Trova nelle righe qui sotto ogni riga che contiene la stringa "blue" e copiala. Si distingue tra maiuscole e minuscole.

RIGHE DA USARE ::
= = = = =

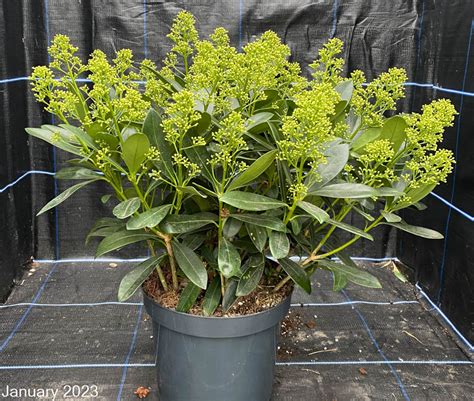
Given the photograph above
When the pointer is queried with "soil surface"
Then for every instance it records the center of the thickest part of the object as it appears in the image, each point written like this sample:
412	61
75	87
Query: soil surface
261	299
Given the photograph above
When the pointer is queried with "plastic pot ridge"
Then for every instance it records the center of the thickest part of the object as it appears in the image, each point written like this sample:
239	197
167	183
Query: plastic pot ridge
213	358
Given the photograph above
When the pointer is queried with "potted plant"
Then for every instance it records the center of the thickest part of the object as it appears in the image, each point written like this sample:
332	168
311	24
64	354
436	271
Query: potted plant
237	173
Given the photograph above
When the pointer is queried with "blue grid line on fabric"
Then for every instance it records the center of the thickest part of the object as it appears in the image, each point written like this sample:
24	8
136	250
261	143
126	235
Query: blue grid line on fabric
453	185
445	318
130	352
379	350
105	303
335	7
145	31
31	172
27	311
288	363
417	84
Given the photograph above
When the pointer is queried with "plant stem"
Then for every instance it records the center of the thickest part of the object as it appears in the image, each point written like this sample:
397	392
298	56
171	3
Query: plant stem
174	274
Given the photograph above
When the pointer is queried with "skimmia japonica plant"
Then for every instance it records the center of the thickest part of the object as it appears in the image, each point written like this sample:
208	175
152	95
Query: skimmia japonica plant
232	168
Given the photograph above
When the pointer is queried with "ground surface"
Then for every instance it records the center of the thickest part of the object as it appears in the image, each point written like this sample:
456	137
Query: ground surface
62	328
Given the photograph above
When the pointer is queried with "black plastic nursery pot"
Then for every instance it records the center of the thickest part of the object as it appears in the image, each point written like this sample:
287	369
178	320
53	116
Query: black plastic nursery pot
215	358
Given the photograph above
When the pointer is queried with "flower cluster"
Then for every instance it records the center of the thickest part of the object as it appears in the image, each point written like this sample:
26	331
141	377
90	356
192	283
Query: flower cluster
379	96
230	141
309	128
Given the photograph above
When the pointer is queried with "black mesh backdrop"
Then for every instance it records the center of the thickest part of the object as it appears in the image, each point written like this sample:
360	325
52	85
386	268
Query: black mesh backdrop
431	39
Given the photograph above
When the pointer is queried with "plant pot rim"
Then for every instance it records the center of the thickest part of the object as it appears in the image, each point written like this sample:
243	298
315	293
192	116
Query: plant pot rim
215	326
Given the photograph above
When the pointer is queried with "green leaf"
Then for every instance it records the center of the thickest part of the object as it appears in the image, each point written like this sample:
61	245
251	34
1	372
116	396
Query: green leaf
151	218
134	151
120	239
64	195
352	274
394	130
416	230
250	201
126	208
188	297
279	244
314	211
212	297
337	156
232	227
340	280
253	271
257	168
351	229
258	235
77	173
345	190
258	119
228	258
391	217
367	136
105	198
135	278
229	295
154	131
271	223
183	223
190	264
296	273
55	139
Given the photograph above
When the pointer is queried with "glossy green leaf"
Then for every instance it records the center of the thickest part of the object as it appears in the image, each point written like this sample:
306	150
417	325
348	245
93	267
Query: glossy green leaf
339	281
337	156
390	217
258	236
228	258
154	131
229	295
190	264
271	223
314	211
251	276
296	273
416	230
352	274
257	120
126	208
183	223
345	190
232	227
55	139
351	229
64	195
151	218
77	173
279	244
213	296
394	130
132	281
134	151
257	168
251	201
188	297
120	239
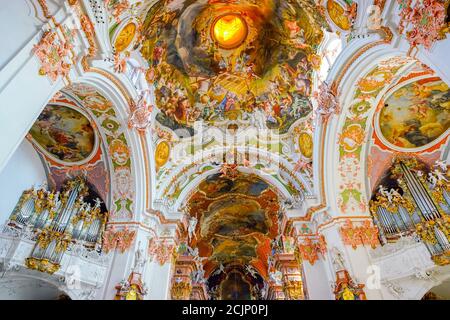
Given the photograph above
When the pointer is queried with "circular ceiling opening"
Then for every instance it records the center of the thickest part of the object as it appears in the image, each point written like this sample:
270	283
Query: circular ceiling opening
229	31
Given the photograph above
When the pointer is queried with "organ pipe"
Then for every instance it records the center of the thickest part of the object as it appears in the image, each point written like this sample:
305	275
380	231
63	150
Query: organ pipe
58	220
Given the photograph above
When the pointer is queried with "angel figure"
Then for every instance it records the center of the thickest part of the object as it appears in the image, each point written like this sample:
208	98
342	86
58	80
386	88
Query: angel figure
338	260
251	270
442	164
191	228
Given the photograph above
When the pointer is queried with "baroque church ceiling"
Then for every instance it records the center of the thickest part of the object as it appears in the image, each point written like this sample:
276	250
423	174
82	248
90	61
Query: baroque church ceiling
222	61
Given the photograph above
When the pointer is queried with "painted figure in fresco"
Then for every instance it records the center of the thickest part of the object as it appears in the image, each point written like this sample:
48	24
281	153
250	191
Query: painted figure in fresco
139	260
255	65
251	270
191	229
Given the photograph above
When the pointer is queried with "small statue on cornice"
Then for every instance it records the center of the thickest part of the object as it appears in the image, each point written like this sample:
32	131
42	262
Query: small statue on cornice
327	101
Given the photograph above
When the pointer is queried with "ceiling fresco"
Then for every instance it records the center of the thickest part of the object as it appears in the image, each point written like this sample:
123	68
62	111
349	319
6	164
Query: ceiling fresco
64	133
237	219
218	61
416	114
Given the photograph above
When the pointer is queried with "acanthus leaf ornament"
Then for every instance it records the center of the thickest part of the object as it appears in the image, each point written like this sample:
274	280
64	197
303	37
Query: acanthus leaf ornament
141	114
118	239
53	53
423	21
364	234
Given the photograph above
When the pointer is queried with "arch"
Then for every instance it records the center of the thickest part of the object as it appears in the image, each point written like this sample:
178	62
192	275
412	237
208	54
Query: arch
280	182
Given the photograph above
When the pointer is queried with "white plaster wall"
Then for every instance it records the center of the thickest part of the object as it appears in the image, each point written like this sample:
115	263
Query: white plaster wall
22	171
19	25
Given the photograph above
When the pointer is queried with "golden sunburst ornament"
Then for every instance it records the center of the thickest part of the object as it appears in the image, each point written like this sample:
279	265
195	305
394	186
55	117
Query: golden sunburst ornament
229	31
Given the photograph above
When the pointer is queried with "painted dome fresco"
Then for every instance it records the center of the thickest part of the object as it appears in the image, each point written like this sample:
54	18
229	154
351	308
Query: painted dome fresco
416	114
232	60
64	133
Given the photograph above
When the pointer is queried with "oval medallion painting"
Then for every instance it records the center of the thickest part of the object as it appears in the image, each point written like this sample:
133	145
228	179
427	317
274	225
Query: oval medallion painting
64	133
416	114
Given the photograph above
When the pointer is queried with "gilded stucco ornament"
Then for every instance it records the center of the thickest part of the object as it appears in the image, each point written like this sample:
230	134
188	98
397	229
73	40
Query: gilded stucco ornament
423	21
53	53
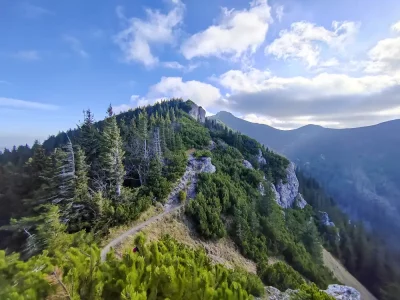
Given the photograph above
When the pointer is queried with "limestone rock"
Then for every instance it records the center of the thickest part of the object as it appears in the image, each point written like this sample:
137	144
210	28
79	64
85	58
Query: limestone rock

= = = = =

RISPOSTA AL COMPITO ::
When the pointer is queried with "blue grid line on fabric"
Query: blue grid line on fabric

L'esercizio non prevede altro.